■ THE TASK: Return the blog post below in full, word for word.

Monday, July 25, 2005

Thanks To Thalasar

Special thanks to Brian Despain of


Thalasar

for buying us some new hard drives.



We're using the drives as part of our extended disk array to help improve performance and do better backups. It's very cool having a terabyte of disk to play with.



Please visit thalasar.com to learn about what Brian is up to with his open-source company.



Wednesday, July 20, 2005

I fought glibc and won

This morning I woke to a few strange emails from Ask and a ticket that the Parrot TODO list was broken. The gist of it was: getprotobyname was causing our production mod_perl's to crash. (See entry from earlier today for a stacktrace.)



Obviously, not a good thing.



Question One: What changed? Neither Ask nor I could remember changing anything that *should* have affected this recently. The easy solution (revert) was out.


Step one: Reproduce and isolate. This turned out to be the easy part. I configured a bare-bones Combust with only a single website configured with only a single controller:



package Test::Control::Test;
use base 'Combust::Control';
use DBD::mysql;
use LWP::Simple;
sub handler ($$) {
my ($self, $r) = @_;
my $output = LWP::Simple::get("http://www.cnn.com");
$self->send_output(\$output, 'text/html');
}

Without the use DBD::mysql, everything was fine. With it, KABOOM.

■ GIVEN MATERIAL:
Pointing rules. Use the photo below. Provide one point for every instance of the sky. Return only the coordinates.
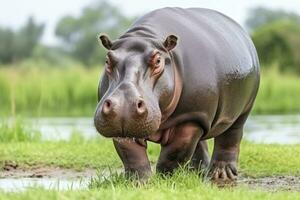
(14, 13)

■ ANSWER TO THIS PROBLEM:
Monday, July 25, 2005

Thanks To Thalasar

Special thanks to Brian Despain of


Thalasar

for buying us some new hard drives.



We're using the drives as part of our extended disk array to help improve performance and do better backups. It's very cool having a terabyte of disk to play with.



Please visit thalasar.com to learn about what Brian is up to with his open-source company.



Wednesday, July 20, 2005

I fought glibc and won

This morning I woke to a few strange emails from Ask and a ticket that the Parrot TODO list was broken. The gist of it was: getprotobyname was causing our production mod_perl's to crash. (See entry from earlier today for a stacktrace.)



Obviously, not a good thing.



Question One: What changed? Neither Ask nor I could remember changing anything that *should* have affected this recently. The easy solution (revert) was out.


Step one: Reproduce and isolate. This turned out to be the easy part. I configured a bare-bones Combust with only a single website configured with only a single controller:



package Test::Control::Test;
use base 'Combust::Control';
use DBD::mysql;
use LWP::Simple;
sub handler ($$) {
my ($self, $r) = @_;
my $output = LWP::Simple::get("http://www.cnn.com");
$self->send_output(\$output, 'text/html');
}

Without the use DBD::mysql, everything was fine. With it, KABOOM.